- Task objective -
Only the words of the entries are wanted, repeated exactly and without images.

- Excerpted records -
---
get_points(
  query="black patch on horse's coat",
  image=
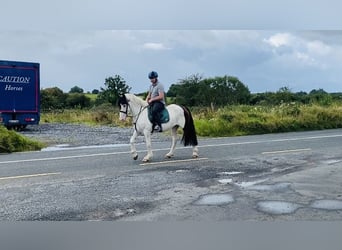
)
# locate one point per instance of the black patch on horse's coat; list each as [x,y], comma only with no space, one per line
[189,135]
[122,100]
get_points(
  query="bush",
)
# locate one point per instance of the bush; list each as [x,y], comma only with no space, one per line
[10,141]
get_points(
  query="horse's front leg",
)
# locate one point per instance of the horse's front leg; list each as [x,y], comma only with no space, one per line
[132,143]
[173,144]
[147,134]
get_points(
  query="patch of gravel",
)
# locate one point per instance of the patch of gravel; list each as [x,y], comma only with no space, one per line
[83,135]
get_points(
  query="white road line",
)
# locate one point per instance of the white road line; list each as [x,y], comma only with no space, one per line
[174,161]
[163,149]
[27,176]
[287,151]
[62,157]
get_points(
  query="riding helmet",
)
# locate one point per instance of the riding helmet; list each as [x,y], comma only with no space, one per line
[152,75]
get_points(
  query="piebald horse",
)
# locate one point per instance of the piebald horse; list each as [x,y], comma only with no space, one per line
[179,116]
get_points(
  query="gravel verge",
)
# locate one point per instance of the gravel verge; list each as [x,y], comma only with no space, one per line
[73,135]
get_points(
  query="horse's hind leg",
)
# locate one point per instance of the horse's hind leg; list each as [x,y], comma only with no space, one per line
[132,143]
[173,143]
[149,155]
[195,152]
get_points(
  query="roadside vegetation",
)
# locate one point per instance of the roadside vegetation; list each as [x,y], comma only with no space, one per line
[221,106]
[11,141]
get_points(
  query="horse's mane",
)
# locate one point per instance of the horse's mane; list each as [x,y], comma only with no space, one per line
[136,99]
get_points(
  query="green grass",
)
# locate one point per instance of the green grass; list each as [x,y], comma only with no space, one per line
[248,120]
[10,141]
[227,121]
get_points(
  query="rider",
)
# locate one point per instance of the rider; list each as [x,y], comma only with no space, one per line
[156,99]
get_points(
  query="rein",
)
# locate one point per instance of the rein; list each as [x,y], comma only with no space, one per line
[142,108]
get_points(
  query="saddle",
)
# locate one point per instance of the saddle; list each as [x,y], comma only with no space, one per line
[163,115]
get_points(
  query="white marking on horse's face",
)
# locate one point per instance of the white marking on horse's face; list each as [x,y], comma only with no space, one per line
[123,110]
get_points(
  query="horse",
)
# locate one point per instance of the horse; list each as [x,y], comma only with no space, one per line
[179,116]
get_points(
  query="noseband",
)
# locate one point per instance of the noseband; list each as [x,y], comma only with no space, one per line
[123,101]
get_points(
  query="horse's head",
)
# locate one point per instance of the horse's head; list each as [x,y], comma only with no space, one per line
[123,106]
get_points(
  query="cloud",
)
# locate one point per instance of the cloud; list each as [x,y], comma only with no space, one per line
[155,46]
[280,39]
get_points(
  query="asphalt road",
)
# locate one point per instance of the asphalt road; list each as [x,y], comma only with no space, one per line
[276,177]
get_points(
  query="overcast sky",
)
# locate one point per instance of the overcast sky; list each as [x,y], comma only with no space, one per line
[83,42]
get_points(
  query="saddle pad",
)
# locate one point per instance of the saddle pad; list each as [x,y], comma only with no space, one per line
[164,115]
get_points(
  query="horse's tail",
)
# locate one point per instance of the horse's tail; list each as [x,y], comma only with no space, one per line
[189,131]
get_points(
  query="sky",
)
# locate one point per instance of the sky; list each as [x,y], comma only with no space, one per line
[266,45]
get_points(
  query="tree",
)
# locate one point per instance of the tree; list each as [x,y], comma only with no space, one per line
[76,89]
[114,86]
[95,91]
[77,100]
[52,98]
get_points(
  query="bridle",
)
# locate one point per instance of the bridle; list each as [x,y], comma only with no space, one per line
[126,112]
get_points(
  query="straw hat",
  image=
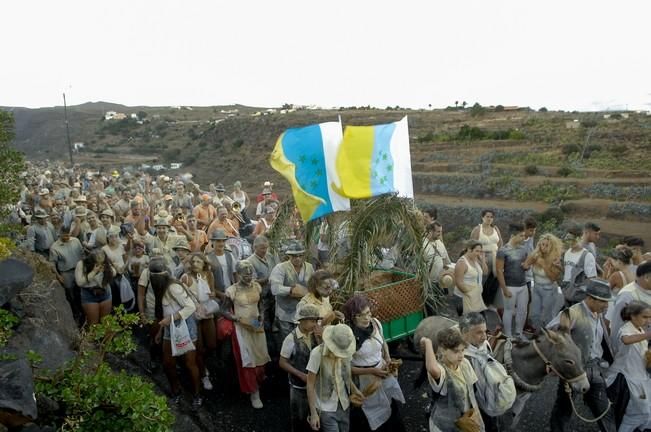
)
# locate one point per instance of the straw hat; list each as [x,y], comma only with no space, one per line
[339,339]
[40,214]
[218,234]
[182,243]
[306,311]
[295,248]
---
- Written answer -
get_points(
  query="black patch on horse's coat",
  image=
)
# locate one point per instance of the black patch on horse's coat; list each as [x,y], comma only with no space, one per line
[189,135]
[122,100]
get_points(
  query="bush",
)
# locate one point per instance of the bush; list each as [x,y], comma only with no space, one per line
[10,141]
get_points(
  query="horse's front leg",
)
# locate one point per instance of the horse's front leg; list each as [x,y], comma only with no space, one per line
[132,143]
[173,144]
[147,134]
get_points(
  query="patch of gravel",
)
# locate one point per instance of the patch of gravel; list each as [x,y], comma only with no space, one per line
[83,135]
get_points(
  query="white road line",
)
# locate one point per instance of the white road line; list each as [x,y], comma only with no space, one per line
[174,161]
[163,149]
[27,176]
[287,151]
[62,157]
get_points(
  query="riding helmet",
)
# locate one point per instance of the riding helmet; list each as [x,y], comma only with no space, one per line
[152,75]
get_points(
  query="piebald horse",
)
# locate one point per instance of the piebald horse; list each as [x,y], comma only with no space, one per line
[179,116]
get_points(
  query="gravel verge",
)
# locate one point per instance of the gravel verge; list each as [x,y], comma only with no space, one per line
[73,135]
get_points(
  query="horse's hind leg",
)
# locate one point per instance of the horse's hind leg; list each as [x,y], comma only with no space, one per line
[132,143]
[173,143]
[149,155]
[195,152]
get_points(
  query="roadside vegetation",
)
# locate one point per instance of the roadside vegetation; list each as [x,y], comma only with no space, one per line
[221,106]
[11,141]
get_points(
  query="horse's mane",
)
# locate one point per instance of the horse's mane; list each as [x,y], comma only with no space, one per line
[136,99]
get_points(
  query="green grass",
)
# locate one point per instance of the green grass; list each as [x,y], comma only with no space, one per line
[248,120]
[10,141]
[227,121]
get_points(
  query="rider",
)
# locate one point per instance of the rider; list each as [x,y], comma only with no space, one per line
[156,99]
get_points(
  query="rein",
)
# locate one point per instance of the rein; list each as [x,y], comma only with no space, one per line
[142,108]
get_points(
  query="saddle",
)
# locate one point per instance of the saddle; list each as [x,y], comma only with no space, one per line
[163,115]
get_points(
  query="white marking on horse's face",
)
# locate one point per instance of the white marking on horse's face; list each as [x,y], comma only with no space, one per line
[123,110]
get_points(
  query="horse",
)
# locate one point per instance of the horse; list each as [x,y], comma only with no space, one per line
[179,116]
get_points(
  query="noseband",
)
# locate one point per instance of the noseband; list each as [x,y], comma only with no space, one per line
[123,101]
get_points(
  query="horse's head",
)
# locate one point per instance of the horse's head; list each as [x,y], comma only with no space, one per line
[123,106]
get_points(
  query="cloud",
)
# locate one point per instance of the cloud; list each as [x,y], comma only with no space, one per line
[155,46]
[280,39]
get_points(
  query="asphalt road",
)
# locate one point per instance of the asphalt road; list each as [x,y], comma only with no space, one per line
[276,177]
get_points(
  query="overcast sky",
)
# locate one point per instance of the overcast sky; list each as [x,y], comma only with no space, one per line
[83,42]
get_points(
  query="saddle pad",
)
# locate one point per instance of the saddle pad; list each as [x,y], comma only with no space, one per line
[164,115]
get_points(
  query="horse's tail",
)
# locate one point per instance of the horse's tail; list each as [x,y], comma only with no space, one per line
[189,131]
get_points(
  query="sky",
)
# locate one point per instance of the sky; list each as [x,y], comma only with no space, one per line
[266,45]
get_points(
  query="tree",
)
# locate one point per instance of the tree; list each as [x,y], comma only with no space, one per line
[76,89]
[114,86]
[95,91]
[77,100]
[52,98]
get_points(
  query="bridle",
)
# locate one point per instance of the bridle; list each as [x,y], comma only with no space, one per line
[126,112]
get_points(
  query="straw hat",
  image=
)
# locate one point per instance of the straw hat; list each as [x,y], comma only with no space, one per line
[339,339]
[40,214]
[218,234]
[182,243]
[306,311]
[295,248]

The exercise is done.